PASSAGE PROVIDED ->
The test relies on biomarkers in the blood linked to various factors that appear to affect your risk of death.

A trial of the biomarkers found they were 83 percent accurate at predicting whether someone would die in the next two to 16 years.

The scientists hope the results could lead to a blood test may one day be used to guide a patient’s treatment, such as assessing whether an elderly person is too frail for surgery.

Experts have called the study an ‘exciting step’ but stress much more research is required before a test can be used in ‘real life’.

Doctors are generally able to predict if a person will die within the next year based on factors like their blood pressure and cholesterol levels.

However, gauging a person’s mortality risk over the next five to 10 years is more ‘cumbersome’, the team wrote in the journal Nature Communications.

Academics at the Max Planck Institute for Biology of Ageing analysed the blood of thousands of adults, who ranged from 18 to 109 years old.

All of the participants were of European descent and were taken from 12 existing studies, or ‘cohorts’.

The studies’ follow-up periods ranged from two-to-16 years. During this time, 5,512 of the participants died.

Within the participants’ blood samples, the team looked for ‘metabolic biomarkers’ that were higher in those who lived longer.

They identified 14 markers that were found in both the men and women, as well as across all ages. These biomarkers were combined into a test.

To assess its effectiveness, the researchers first scored the participants’ risk of death based on ‘conventional factors’.

These included BMI, blood pressure, cholesterol, alcohol consumption and smoking, as well as any cancer or heart disease diagnosis.

The team of researchers then scored the participants’ mortality risk according to the biomarkers in the new blood test.

Scores ranged from minus two to three, with every one point increase being linked to a nearly three times higher risk of early death.

Over the two-to-16 year follow-up, the test predicted the participants’ risk of death with 83 per cent accuracy.

This was superior to the ‘conventional risk factor test’, which was up to 79 per cent accurate.

Kevin McConway, emeritus professor of applied statistics at The Open University, said:

“This is a solid and interesting piece of research. But it doesn’t go beyond investigating the plausibility of setting up a system for predicting risk of death.

“One reason these results can’t be used directly in clinical work is the bioindicators involved weren’t measured on the same scale in the 12 cohorts of individuals that were studied.’

Dr Amanda Heslegrave, researcher at the UK Dementia Research Institute at University College London, added: ‘Biomarkers give us important insight into what’s happening in health and disease.

“The large numbers in the study are good and also the fact that they have a large number for outcome – in this case mortality – makes the data more viable.

“However, it is limited by the fact that being only European data it may not apply to other ethnic groups without further studies.

“Whilst this study shows this type of profiling can be useful, they do point out importantly it would need further work to develop a score at the individual level that would be useful in real-life situations.

“So, it’s an exciting step, but it’s not ready yet.”

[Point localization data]

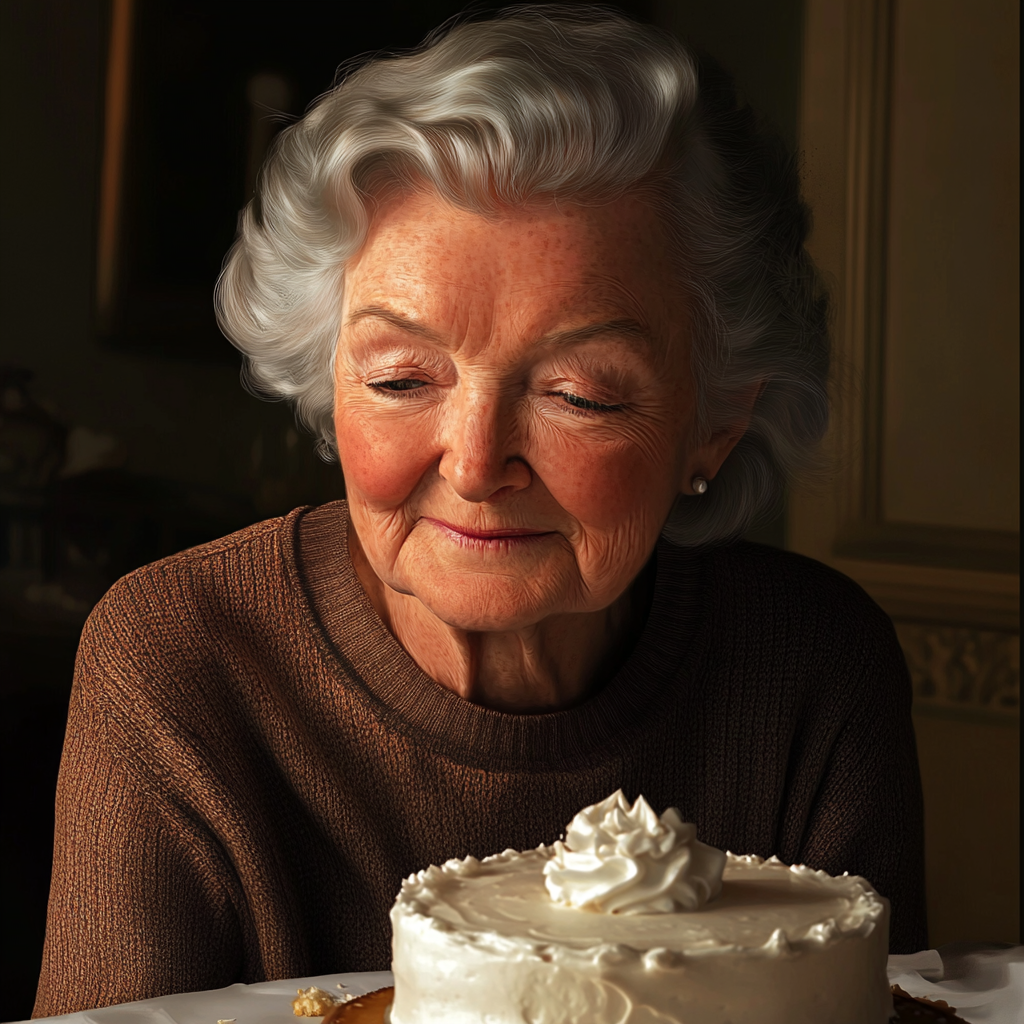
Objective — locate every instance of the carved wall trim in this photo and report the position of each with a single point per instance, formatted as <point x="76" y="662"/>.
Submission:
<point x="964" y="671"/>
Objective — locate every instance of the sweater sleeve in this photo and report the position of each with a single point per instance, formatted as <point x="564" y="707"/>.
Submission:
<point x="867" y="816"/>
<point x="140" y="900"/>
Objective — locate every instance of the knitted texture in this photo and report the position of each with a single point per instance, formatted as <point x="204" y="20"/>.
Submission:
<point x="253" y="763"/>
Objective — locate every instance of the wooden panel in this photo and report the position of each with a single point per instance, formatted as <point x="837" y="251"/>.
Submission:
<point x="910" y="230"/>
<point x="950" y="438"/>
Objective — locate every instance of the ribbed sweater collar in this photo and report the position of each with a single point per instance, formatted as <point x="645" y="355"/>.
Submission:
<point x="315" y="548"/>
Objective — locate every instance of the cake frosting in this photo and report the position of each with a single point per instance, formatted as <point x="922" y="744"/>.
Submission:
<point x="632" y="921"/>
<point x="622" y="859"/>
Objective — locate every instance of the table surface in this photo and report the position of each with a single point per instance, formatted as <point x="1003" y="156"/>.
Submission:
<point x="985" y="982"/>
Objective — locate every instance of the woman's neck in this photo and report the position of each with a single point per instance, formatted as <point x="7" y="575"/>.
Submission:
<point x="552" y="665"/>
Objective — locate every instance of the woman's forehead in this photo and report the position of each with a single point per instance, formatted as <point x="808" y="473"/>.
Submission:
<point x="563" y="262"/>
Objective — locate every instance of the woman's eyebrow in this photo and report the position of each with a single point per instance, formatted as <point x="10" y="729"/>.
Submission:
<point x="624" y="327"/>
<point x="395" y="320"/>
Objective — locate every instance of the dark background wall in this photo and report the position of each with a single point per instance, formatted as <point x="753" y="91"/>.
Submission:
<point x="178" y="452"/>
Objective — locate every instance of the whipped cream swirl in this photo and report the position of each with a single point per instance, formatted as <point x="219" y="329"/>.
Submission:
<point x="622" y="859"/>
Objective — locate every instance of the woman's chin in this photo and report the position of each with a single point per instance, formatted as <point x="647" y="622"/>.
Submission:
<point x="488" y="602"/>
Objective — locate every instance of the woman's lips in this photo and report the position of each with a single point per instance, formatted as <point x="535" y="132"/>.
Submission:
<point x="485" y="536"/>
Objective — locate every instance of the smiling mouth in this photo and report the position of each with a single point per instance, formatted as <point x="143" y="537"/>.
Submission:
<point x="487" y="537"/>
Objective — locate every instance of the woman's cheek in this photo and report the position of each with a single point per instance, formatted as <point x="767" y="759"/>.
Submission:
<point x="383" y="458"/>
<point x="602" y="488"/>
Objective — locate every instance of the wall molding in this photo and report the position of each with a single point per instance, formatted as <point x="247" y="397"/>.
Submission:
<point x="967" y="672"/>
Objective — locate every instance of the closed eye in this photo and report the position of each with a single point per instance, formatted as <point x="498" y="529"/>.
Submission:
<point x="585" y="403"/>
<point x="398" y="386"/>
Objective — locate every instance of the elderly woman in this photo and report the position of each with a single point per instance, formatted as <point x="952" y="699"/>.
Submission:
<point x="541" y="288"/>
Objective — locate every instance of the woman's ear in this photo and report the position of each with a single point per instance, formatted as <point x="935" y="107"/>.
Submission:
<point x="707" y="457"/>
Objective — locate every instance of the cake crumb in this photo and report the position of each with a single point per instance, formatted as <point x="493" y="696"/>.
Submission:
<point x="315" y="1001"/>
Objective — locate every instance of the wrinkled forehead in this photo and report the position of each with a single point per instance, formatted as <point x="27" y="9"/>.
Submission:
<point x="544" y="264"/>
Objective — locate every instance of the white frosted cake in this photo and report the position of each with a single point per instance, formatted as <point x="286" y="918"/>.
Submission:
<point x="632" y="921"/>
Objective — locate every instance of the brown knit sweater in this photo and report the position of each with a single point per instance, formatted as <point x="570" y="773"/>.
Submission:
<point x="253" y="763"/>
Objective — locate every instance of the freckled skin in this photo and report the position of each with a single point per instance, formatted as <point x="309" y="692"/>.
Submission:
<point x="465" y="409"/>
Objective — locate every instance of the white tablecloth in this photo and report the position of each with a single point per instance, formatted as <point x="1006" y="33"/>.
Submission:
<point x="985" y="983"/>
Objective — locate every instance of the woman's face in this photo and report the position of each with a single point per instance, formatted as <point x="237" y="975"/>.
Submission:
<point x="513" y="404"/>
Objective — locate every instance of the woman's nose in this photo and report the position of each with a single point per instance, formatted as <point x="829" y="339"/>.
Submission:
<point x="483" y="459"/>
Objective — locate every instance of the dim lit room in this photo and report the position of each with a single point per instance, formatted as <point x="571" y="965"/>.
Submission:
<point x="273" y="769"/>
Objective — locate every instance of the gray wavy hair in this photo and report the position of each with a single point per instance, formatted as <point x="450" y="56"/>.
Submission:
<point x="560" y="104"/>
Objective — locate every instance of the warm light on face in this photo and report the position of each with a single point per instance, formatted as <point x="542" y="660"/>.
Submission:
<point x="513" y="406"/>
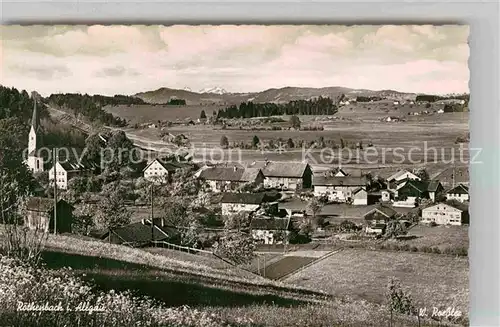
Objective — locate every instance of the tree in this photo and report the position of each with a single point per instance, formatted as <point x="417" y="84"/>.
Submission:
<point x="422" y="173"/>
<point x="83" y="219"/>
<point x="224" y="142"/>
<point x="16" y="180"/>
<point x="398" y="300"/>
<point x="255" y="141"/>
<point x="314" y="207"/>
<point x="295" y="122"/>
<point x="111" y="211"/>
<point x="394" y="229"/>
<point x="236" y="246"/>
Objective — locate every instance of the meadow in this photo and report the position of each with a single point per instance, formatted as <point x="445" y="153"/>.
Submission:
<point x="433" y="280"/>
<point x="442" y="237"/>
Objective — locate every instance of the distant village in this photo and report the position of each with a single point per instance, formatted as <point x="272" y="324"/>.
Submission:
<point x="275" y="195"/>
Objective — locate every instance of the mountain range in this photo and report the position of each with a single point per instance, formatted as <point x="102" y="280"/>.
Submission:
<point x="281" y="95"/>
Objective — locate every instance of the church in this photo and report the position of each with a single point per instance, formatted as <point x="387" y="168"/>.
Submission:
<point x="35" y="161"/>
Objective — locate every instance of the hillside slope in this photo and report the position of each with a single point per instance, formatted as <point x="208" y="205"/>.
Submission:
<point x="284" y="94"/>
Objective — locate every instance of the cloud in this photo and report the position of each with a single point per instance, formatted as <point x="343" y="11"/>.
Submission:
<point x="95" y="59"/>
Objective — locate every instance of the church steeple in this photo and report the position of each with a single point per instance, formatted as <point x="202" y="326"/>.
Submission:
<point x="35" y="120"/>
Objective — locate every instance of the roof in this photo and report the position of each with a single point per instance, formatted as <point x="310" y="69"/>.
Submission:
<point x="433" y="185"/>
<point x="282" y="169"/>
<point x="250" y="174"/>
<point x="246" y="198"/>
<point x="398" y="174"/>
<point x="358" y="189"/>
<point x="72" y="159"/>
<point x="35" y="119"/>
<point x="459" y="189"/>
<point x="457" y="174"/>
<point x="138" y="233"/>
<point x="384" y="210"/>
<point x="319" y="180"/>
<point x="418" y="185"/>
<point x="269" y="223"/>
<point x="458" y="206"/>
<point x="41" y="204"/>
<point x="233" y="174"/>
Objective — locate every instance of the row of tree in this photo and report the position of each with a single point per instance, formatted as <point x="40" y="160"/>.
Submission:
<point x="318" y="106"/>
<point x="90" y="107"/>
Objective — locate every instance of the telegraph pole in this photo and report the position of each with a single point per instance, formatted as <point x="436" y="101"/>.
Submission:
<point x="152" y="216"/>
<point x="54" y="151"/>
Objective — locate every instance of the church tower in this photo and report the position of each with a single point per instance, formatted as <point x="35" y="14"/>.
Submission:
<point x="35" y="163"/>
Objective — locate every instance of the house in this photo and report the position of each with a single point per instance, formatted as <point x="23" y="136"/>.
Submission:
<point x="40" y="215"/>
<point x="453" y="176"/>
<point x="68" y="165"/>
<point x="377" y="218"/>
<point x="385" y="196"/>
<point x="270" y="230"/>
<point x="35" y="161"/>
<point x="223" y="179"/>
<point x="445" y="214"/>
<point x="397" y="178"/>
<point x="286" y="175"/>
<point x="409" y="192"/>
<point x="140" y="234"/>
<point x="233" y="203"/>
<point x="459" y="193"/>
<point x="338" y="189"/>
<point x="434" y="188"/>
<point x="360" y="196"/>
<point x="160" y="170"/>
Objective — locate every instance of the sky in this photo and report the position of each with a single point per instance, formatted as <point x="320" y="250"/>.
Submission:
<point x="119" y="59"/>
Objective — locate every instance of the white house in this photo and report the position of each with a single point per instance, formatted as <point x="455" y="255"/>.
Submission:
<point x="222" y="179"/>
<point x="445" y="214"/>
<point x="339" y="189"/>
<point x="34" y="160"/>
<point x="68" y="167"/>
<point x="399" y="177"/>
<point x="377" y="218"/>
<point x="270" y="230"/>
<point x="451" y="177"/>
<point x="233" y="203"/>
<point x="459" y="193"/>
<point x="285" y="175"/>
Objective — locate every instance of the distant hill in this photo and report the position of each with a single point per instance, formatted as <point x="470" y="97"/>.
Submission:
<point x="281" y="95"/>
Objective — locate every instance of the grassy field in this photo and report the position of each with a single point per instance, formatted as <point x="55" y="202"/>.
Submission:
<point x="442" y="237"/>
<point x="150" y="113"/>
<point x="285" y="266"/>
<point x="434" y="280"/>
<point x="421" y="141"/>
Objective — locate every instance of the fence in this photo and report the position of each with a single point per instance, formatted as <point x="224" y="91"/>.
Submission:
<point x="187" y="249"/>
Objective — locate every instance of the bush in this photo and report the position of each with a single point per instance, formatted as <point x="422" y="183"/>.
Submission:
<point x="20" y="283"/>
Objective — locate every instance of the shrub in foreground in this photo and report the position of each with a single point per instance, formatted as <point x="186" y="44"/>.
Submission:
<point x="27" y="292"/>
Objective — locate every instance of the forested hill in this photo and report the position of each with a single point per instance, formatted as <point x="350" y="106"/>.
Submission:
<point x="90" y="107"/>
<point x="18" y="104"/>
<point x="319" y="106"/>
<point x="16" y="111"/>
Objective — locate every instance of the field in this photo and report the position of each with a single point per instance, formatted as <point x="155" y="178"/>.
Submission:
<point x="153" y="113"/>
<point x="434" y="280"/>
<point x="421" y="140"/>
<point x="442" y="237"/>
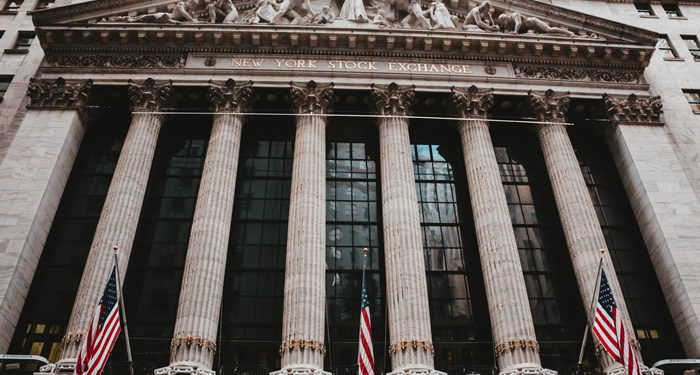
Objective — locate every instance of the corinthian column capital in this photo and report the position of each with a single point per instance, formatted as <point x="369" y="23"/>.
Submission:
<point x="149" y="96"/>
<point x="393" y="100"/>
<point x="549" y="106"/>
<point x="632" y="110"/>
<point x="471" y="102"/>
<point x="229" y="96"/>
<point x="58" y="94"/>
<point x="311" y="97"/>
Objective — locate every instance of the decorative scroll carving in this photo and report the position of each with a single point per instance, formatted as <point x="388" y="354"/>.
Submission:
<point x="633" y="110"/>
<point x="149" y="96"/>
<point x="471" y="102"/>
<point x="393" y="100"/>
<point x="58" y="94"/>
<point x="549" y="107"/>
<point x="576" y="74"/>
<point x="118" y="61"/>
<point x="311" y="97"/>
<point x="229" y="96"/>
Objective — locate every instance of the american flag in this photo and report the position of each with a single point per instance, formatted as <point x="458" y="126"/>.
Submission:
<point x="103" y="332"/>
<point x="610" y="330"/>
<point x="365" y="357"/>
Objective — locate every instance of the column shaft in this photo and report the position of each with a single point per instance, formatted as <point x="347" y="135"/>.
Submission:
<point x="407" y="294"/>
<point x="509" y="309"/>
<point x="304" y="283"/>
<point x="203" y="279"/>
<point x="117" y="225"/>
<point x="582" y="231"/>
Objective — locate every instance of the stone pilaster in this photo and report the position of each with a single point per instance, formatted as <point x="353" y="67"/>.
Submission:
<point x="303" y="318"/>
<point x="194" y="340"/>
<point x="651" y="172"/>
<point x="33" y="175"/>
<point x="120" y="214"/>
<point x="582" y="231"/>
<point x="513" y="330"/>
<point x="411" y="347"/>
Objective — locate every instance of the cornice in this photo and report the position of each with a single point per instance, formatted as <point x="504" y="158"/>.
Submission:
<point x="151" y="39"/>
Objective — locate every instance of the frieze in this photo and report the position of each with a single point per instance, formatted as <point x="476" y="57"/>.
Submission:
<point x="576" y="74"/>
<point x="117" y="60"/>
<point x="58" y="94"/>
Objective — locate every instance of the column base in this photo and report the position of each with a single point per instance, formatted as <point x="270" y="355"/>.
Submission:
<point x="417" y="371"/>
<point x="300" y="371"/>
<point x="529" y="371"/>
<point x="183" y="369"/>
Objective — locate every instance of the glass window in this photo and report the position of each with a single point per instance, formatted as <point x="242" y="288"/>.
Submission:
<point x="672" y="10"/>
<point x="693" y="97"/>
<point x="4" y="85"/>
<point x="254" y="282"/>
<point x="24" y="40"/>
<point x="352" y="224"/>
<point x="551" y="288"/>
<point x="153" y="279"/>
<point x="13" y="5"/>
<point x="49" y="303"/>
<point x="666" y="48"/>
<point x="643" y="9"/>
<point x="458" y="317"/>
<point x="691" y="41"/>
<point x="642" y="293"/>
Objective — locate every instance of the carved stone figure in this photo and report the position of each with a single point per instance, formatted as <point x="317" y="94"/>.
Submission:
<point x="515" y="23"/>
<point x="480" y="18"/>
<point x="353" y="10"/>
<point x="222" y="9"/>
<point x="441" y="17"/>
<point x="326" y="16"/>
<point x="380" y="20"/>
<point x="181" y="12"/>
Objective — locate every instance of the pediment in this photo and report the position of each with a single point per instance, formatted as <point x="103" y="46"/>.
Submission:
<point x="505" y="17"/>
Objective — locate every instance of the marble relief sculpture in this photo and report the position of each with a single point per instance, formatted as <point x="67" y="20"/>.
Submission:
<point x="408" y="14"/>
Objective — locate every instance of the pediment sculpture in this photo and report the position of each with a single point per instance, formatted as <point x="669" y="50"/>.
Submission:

EXERCISE DESCRIPTION -> Reproduce word for word the portion of the blood test article above that opens with the words "The test relies" and closes with "frail for surgery.".

THE COMPLETED TASK ->
The test relies on biomarkers in the blood linked to various factors that appear to affect your risk of death.

A trial of the biomarkers found they were 83 percent accurate at predicting whether someone would die in the next two to 16 years.

The scientists hope the results could lead to a blood test may one day be used to guide a patient’s treatment, such as assessing whether an elderly person is too frail for surgery.